Here is the pseudocode:
get either empno or lastname from user
if empno is entered then empnoind = 0, else empnoind = -1
if lastname is entered then nameind = 0, else nameind = -1
SELECT * FROM EMPLOYEE
WHERE EMPNO = :EMPNO:EMPNOIND
OR LASTNAME = :NAME:NAMEIND
----------------------

Using the NULL-indicator variables this way will _only_ work if you have
an
>OR-operator between the predicates. If it is an AND, then this will
happen, assuming that var1_ind is set to -1, indicating that "var1" itself
shall be treated as being NULL:

WHERE col1 = :var1 :var1_ind AND col2 = :var2 :var2_ind

=col1 = NULL AND col2 = whatever
=UNKNOWN AND whatever
=UNKNOWN
=FALSE

Summarized: no row will be returned by the query. Applied to your above
queries, you will not get any results.

What you can do to remedy the situation is to rephrase the query a bit and
not rely on the NULL-indicators. The idea is simply to provide some more
host-variables as part of the SQL statements, and those host variables
conditionally activate/deactivate a certain predicate.

===============

### TASK PROMPT
In the SQL discussion above, what happens when the predicates are joined with AND and var1_ind is set to -1?

### SUPPLIED MATERIAL
===============

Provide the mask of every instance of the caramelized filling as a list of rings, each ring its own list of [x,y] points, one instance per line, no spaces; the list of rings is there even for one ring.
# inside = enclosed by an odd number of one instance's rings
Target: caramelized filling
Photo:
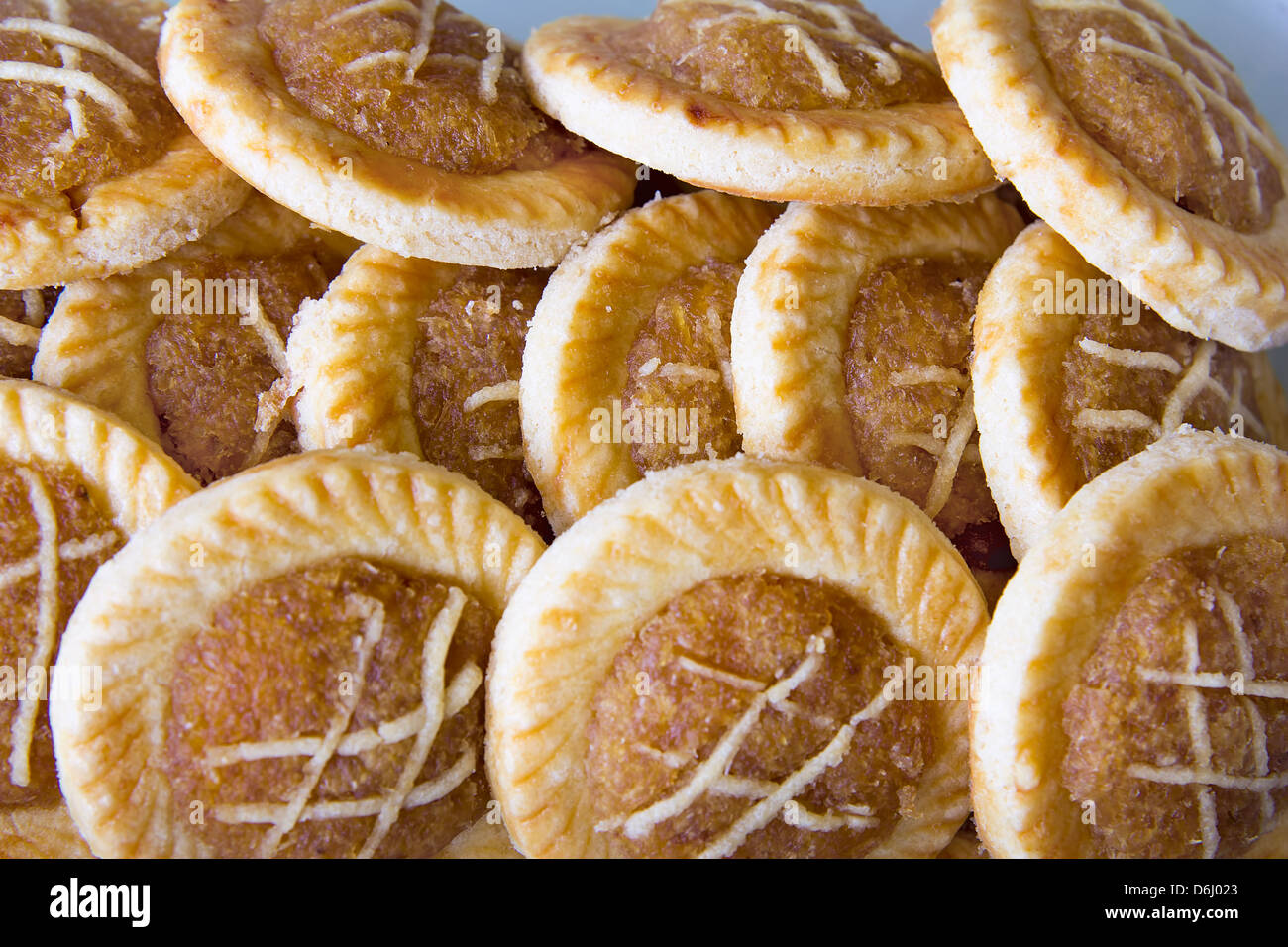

===============

### REPLY TO THE EXERCISE
No row is returned by the query.